THE PROBLEM — Rescale the material below, from the line containing "Find the round" through the end of the material, inclusive. Reproduce every line in that span and only those lines. Multiply each x and y coordinate value by 2.05 and round it to the nearest whole number, with halves rounded up, and leave all other wording unchanged.
━━━━━━
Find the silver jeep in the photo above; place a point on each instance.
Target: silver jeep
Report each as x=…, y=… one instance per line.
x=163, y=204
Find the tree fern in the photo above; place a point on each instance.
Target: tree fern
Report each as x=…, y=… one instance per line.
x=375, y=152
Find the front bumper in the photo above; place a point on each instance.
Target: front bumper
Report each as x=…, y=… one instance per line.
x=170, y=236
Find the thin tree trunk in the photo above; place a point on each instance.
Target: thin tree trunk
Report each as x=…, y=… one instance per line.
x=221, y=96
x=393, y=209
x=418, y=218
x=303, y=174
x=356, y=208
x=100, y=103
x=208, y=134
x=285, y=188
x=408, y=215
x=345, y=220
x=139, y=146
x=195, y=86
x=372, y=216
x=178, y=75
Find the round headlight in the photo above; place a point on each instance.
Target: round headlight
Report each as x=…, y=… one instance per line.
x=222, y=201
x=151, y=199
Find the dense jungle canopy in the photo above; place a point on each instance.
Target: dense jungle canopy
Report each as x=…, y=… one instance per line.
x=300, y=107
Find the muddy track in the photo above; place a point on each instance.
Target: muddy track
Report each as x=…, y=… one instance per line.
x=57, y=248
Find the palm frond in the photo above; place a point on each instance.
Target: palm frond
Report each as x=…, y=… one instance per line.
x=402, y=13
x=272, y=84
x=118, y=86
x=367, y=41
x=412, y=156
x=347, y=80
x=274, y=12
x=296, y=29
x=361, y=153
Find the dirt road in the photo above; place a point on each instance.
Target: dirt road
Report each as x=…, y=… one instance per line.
━━━━━━
FINAL RESULT —
Find the round headlight in the photo above; place a point on each instance.
Target: round headlight
Report each as x=…, y=… one instance per line.
x=455, y=412
x=310, y=408
Find the dense jungle canopy in the photo above; place a point on each instance.
Target: dense jungle canopy
Report each as x=…, y=… one instance per line.
x=615, y=219
Find the muddy track in the photo above; place a point on each instance.
Target: muddy track
Report each as x=…, y=… one instance per line.
x=117, y=508
Find the palm frond in the photo above; place a point on each instance.
Target: palm frond
Report each as x=…, y=… one instance per line.
x=824, y=27
x=558, y=172
x=242, y=176
x=752, y=84
x=845, y=320
x=711, y=164
x=562, y=25
x=607, y=59
x=740, y=314
Find the dirt road in the photo above; place a point on each instance.
Target: dirt road
Report each as x=…, y=… one instance per line.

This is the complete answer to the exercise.